** INSTRUCTIONS FOR THE TASK **
Range to reproduce from the entries below: the line with "Target: window with blinds", the line with "Task: point to every instance of the door threshold.", and every line in between. Give them exactly and give nothing else.

===

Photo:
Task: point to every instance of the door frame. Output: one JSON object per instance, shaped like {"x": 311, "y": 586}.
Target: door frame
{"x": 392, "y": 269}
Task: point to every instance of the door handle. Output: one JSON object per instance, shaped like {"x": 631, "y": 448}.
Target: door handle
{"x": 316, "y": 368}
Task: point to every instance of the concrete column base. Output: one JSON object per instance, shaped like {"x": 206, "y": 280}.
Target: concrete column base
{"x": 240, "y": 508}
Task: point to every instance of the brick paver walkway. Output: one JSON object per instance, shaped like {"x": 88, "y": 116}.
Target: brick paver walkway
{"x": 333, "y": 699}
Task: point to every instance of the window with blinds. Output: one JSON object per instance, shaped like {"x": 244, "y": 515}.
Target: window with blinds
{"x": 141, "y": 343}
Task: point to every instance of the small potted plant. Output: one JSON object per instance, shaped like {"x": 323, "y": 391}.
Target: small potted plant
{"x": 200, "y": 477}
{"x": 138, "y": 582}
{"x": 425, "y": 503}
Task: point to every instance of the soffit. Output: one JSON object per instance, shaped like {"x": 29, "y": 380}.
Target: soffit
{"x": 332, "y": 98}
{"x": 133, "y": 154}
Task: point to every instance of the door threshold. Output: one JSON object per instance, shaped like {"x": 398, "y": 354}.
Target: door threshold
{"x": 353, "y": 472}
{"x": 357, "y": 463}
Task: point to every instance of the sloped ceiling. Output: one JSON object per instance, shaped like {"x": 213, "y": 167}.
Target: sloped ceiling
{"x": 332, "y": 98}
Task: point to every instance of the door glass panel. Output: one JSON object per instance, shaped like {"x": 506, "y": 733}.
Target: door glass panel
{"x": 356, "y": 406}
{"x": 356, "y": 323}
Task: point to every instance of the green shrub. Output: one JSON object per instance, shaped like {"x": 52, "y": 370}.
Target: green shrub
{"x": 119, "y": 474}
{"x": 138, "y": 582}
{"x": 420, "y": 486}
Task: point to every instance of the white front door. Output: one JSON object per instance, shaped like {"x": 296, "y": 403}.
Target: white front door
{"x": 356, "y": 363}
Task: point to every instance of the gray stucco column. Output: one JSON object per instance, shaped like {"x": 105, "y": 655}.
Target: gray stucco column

===

** WRITTEN SOLUTION **
Target: window with blinds
{"x": 141, "y": 343}
Task: point to every instance of the small potted plant. Output: one JSON object per instance, shaped like {"x": 323, "y": 391}.
Target: small potted plant
{"x": 200, "y": 477}
{"x": 138, "y": 582}
{"x": 425, "y": 503}
Task: point to every instance of the soffit. Output: one JSON object per instance, shaped like {"x": 29, "y": 380}.
Target: soffit
{"x": 332, "y": 98}
{"x": 133, "y": 154}
Task: point to every instance of the door threshold. Output: one JSON object per instance, shaped like {"x": 398, "y": 354}.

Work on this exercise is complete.